Exercise text section start

Actinium Pharmaceuticals, Inc.
Corporate Update and Virtual Roadshow Conference Call
November 11, 2013
Operator: Good day, ladies and gentlemen. Thank you for standing by. Welcome to the Actinium Pharmaceuticals, Inc. Corporate Update and Virtual Roadshow Conference Call. During today's presentation, all parties will be in a listen-only mode. Following the presentation, the conference will be opened for questions. You can submit questions electronically by email at email@example.com or through the Ask a Question button located on the webcast viewing page. Please press star, zero for an Operator at any time during the call, if you need assistance. This event is being recorded today, Monday, November 11th, 2013.
Before we begin, I'd like to remind everyone that during this conference call any forward-looking statements made are intended to fall within the Safe Harbor provisions of the Private Securities Litigation Reform Act of 1995 and Section 21E of the Securities and Exchange Act of 1934, as amended. These statements are based on Management's current expectations and involve risks and uncertainties which may cause results to differ materially from those set forth in the statements. Forward-looking statements may include statements regarding product development, product potential, and financial performance. No forward-looking statement can be guaranteed, and actual results may differ materially from those projected. For more information regarding these risks and uncertainties, please refer to the Company's filings on Forms 10-K, 10-Q, and 8-K with the SEC.

Exercise text section end

▶ **Exercise set**:
A. Rewrite the conference call transcript starting with "Before we begin, I'd" and going on through "with the SEC.", swapping "uncertainties" for "contingencies".
B. Write the next part of the conference call transcript, picking up after its last sentence.

Data section start

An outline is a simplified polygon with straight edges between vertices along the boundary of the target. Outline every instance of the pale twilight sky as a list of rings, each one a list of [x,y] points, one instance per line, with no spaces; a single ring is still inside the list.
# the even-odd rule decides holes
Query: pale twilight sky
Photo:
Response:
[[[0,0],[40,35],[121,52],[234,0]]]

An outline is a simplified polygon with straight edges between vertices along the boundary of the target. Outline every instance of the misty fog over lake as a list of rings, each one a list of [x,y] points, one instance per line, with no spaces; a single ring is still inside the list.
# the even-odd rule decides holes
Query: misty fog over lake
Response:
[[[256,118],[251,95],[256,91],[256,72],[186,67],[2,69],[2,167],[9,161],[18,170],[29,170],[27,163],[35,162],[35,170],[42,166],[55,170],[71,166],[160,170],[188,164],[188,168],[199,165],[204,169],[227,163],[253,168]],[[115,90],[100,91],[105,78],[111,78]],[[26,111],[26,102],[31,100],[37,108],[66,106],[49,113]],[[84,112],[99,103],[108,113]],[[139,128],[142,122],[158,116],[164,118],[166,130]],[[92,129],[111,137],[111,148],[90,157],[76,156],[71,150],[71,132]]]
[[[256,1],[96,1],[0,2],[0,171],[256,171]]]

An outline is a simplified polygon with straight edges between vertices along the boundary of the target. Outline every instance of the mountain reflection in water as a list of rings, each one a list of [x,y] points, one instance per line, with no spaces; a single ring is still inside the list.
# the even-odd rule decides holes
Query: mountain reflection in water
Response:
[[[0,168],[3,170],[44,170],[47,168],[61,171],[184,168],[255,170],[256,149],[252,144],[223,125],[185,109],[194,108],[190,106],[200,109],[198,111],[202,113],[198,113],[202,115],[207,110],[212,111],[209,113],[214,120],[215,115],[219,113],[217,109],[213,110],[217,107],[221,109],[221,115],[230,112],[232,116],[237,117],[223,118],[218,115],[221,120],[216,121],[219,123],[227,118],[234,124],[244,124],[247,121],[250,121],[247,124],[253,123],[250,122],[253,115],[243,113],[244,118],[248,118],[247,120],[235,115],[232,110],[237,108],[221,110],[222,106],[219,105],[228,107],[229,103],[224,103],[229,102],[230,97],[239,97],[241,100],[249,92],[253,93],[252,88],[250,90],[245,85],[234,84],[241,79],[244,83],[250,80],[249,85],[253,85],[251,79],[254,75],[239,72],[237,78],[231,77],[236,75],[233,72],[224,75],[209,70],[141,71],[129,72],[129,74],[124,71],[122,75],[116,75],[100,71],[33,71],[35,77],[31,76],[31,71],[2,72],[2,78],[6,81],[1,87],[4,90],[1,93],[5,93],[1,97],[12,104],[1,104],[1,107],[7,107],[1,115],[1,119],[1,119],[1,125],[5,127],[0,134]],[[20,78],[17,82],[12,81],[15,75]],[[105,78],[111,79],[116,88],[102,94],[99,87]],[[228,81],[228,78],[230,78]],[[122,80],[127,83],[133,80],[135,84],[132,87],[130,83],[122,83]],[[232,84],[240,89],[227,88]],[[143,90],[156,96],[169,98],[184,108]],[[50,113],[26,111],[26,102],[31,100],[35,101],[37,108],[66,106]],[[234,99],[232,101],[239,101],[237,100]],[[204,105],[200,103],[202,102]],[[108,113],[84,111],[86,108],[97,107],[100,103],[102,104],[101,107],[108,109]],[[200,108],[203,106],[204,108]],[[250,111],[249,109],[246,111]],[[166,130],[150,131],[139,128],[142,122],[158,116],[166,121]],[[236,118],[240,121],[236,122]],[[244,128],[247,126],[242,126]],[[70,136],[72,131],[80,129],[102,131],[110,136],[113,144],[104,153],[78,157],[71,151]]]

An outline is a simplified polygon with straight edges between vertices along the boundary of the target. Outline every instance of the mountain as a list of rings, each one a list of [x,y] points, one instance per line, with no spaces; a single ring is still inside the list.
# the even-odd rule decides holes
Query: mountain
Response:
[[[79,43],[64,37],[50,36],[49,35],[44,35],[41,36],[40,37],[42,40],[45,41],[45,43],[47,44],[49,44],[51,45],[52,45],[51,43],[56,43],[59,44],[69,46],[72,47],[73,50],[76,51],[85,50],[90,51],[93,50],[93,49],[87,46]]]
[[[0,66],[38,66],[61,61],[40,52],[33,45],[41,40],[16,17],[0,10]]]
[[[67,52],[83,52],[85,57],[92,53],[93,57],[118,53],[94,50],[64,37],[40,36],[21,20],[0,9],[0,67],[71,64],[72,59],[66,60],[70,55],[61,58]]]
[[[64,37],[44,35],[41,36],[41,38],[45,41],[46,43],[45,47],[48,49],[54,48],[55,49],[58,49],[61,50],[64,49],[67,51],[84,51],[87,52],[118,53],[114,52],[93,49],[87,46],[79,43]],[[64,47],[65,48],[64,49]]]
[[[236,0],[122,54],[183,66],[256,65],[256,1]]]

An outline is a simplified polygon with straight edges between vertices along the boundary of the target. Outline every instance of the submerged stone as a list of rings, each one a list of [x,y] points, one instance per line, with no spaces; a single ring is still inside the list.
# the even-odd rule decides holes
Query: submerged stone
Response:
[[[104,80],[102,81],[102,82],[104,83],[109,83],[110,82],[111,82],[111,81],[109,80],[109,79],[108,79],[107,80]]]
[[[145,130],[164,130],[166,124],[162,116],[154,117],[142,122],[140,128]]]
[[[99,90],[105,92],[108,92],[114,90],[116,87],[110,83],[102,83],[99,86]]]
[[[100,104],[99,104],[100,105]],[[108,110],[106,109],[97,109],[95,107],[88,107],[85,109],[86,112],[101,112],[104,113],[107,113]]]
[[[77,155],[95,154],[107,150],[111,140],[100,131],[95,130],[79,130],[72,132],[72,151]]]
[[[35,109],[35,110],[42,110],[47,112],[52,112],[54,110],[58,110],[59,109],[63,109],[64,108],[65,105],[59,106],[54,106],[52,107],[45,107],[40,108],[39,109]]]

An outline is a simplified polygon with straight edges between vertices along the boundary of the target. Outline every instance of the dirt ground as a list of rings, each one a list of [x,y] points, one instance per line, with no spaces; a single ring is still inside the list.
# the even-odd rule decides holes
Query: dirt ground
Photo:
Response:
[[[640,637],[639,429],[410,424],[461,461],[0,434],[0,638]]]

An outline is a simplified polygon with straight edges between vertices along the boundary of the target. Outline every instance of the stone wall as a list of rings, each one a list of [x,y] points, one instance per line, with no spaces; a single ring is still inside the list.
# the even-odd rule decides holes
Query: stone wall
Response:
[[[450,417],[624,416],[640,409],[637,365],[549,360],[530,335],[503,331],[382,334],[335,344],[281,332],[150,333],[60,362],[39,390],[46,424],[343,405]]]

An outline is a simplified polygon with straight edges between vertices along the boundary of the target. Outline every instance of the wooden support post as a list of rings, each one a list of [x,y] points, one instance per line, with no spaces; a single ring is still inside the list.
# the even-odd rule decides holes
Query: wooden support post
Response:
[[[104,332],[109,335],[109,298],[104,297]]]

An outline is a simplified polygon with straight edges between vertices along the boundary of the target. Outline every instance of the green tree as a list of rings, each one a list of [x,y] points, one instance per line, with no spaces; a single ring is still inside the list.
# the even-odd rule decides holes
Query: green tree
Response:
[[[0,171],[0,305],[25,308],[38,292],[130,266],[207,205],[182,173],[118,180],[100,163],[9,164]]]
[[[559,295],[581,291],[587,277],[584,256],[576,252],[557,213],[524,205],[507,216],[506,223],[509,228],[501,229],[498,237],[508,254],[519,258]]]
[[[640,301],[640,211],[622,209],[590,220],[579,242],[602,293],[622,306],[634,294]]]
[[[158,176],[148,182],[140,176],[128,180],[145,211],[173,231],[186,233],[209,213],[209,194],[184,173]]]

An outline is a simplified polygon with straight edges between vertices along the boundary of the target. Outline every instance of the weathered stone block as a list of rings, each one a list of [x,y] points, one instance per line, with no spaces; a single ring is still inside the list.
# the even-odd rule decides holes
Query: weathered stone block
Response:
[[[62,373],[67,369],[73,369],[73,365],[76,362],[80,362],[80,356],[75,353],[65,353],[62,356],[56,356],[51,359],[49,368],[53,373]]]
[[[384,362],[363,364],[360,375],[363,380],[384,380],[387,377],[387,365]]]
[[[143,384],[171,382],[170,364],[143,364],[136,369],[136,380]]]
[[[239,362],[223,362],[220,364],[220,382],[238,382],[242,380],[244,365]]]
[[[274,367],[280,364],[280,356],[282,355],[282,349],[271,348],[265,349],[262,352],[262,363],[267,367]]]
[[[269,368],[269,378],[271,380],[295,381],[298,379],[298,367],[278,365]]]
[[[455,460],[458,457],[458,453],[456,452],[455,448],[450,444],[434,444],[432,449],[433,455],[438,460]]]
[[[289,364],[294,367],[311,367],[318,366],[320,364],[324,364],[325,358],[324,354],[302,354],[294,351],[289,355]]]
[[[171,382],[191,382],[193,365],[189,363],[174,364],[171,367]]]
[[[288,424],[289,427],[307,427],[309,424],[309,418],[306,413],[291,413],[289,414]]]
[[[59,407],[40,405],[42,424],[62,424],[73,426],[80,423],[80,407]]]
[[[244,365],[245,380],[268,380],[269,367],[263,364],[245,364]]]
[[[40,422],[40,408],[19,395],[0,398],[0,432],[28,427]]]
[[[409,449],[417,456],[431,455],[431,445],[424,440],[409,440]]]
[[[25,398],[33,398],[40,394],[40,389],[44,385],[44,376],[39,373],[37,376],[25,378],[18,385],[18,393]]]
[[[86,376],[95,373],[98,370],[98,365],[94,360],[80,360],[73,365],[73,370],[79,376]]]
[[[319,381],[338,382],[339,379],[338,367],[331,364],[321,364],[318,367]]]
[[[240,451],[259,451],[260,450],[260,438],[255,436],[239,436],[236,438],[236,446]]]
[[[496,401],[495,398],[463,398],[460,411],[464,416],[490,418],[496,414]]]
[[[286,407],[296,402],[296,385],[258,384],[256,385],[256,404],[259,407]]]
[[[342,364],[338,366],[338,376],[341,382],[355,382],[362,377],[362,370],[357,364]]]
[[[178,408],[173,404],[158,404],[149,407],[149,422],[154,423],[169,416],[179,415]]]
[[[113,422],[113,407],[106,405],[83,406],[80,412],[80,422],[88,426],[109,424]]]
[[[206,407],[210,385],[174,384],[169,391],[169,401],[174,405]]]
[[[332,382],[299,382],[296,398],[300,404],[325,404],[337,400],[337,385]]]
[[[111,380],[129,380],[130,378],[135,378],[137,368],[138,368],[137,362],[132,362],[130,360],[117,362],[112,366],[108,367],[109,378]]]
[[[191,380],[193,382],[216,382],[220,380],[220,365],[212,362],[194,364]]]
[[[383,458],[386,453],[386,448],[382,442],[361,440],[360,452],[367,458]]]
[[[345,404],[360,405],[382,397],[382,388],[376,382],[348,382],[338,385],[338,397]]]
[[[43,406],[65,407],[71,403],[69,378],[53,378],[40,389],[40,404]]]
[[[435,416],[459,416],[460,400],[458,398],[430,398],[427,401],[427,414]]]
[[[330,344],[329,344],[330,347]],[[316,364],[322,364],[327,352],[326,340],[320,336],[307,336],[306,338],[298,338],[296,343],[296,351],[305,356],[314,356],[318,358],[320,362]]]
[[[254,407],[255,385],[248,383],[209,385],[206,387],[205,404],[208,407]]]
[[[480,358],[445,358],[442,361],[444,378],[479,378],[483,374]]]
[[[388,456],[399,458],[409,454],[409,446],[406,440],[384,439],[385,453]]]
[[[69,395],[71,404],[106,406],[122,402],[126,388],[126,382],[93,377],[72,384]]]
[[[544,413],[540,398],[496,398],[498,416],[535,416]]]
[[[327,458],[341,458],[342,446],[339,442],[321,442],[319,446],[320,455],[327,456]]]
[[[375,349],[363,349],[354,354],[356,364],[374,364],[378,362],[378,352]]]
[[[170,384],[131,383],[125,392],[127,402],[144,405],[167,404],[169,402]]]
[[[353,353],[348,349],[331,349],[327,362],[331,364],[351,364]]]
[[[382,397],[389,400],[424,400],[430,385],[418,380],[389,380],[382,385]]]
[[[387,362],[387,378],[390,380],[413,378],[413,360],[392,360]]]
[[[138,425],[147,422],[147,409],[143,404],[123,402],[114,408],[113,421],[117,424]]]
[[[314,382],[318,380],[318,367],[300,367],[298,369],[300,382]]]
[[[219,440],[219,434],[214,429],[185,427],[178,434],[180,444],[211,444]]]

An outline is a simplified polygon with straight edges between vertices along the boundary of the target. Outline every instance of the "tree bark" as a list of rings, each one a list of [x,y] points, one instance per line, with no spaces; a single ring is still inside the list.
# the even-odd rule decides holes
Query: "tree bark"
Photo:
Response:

Data section end

▶ **Results of the exercise**:
A.
Before we begin, I'd like to remind everyone that during this conference call any forward-looking statements made are intended to fall within the Safe Harbor provisions of the Private Securities Litigation Reform Act of 1995 and Section 21E of the Securities and Exchange Act of 1934, as amended. These statements are based on Management's current expectations and involve risks and contingencies which may cause results to differ materially from those set forth in the statements. Forward-looking statements may include statements regarding product development, product potential, and financial performance. No forward-looking statement can be guaranteed, and actual results may differ materially from those projected. For more information regarding these risks and contingencies, please refer to the Company's filings on Forms 10-K, 10-Q, and 8-K with the SEC.

B.
For those who aren't able to listen to the entire call, there will be an archived webcast that will be available on the Investors section of the Company's website. The call is also being webcast live, so you can log in via the Internet to review slides related to the presentation.
I would now like to turn the conference over to Dr. Kaushik Dave. Please go ahead, sir.
Dr. Kaushik Dave: Thank you, Operator. Good morning, everyone. I am Kaushik Dave, President and CEO of Actinium Pharmaceuticals. It is my pleasure to welcome you to Actinium's Corporate Update. Actinium Pharmaceuticals, Inc. is a publicly traded biotechnology company with groundbreaking targeted payload therapies. We are leveraging our cutting edge science to develop and commercialize treatments for unmet medical needs in cancer.
Let me first tell you a little bit about myself. I recently became the President and CEO of Actinium Pharmaceuticals, Inc. I joined the Company from Antares Pharma, where I was the Executive Vice President of Product Development. I did my due diligence and was attracted to Actinium for several reasons, which are summarized on Slide 4, the Company Overview.
These reasons are: The two lead clinical programs, Iomab-B and Actimab-A have substantial body of clinical data which would favor success. These programs are breakthrough therapies which address many unmet medical needs and are not “me too” drugs. The Company has a technology platform and so is not a one- or even two-trick pony. It has multiple shots at goal. We have an experienced, expert team which is focused to grow the Company. Finally, the time is right for these types of targeted payload therapies which Actinium is developing.
Slide 5 shows the Company's core team and advisors. There are many similarities between Actinium and my recent experience at Antares. Like Actinium, Antares was formed by a reverse merger and its market cap grew from about 40 to $600 million. I feel Antares has a bright future, but I view my move to Actinium as a great career move because I saw Actinium's unrealized potential for growth. I have a unique blend of business and technical experience, an MBA from Wharton, and a PhD from University of Kansas, which is known for its pharmaceutical development training, and a pharmacy degree from University of Bath, in England.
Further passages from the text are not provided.